What to work on:
Copy word for word the part of the bioinformatics discussion below that starts with "In this context" and continues through "unique to bioinformatics?".

**** Extracted text

Michael I do not agree once again. Ontologies does not regard only a biological issue.
Moreover, the specific case of GO has further improved the treatment of ontologies in general terms. As well, graph theory was not developed for biological needs but, in the meawhile, biological needs have stimulated the further development (that may be applied towards other disciplines).
In this context bioinformatics could be considered a scientific discipline. Moreover, a bioinformatician is more open-minded in establishing a crosstalk between really different scientific disciplines (eg socials vs bio), using the toolbox of IT.
Guess we can just agree to disagree then. Everything you mention to me merely strengths my own view. That bioinformatics is merely a technical description of a field that crosses many disciplines (mathematics, statistics, biology, computer science, etc), but by itself belongs to none.
No, as I said, I'll agree to disagree. I've said my piece, I stand by it, but any further discussion of these sorts of things just proves pointless and gets silly very quickly, so I'm done here.
But if Bioinformatics is a scientific discipline, I'd love to hear what specific branch of scientific knowledge is unique to bioinformatics?

********
**** Raw data

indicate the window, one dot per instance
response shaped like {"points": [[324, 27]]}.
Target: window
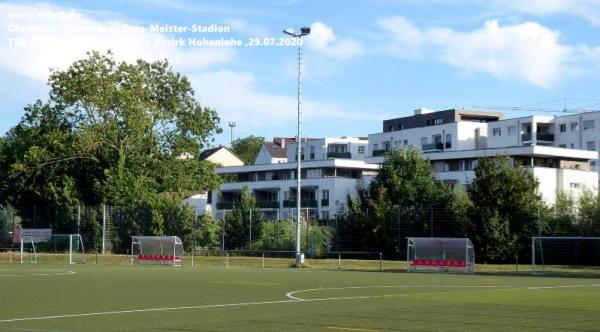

********

Answer to this exercise:
In this context bioinformatics could be considered a scientific discipline. Moreover, a bioinformatician is more open-minded in establishing a crosstalk between really different scientific disciplines (eg socials vs bio), using the toolbox of IT.
Guess we can just agree to disagree then. Everything you mention to me merely strengths my own view. That bioinformatics is merely a technical description of a field that crosses many disciplines (mathematics, statistics, biology, computer science, etc), but by itself belongs to none.
No, as I said, I'll agree to disagree. I've said my piece, I stand by it, but any further discussion of these sorts of things just proves pointless and gets silly very quickly, so I'm done here.
But if Bioinformatics is a scientific discipline, I'd love to hear what specific branch of scientific knowledge is unique to bioinformatics?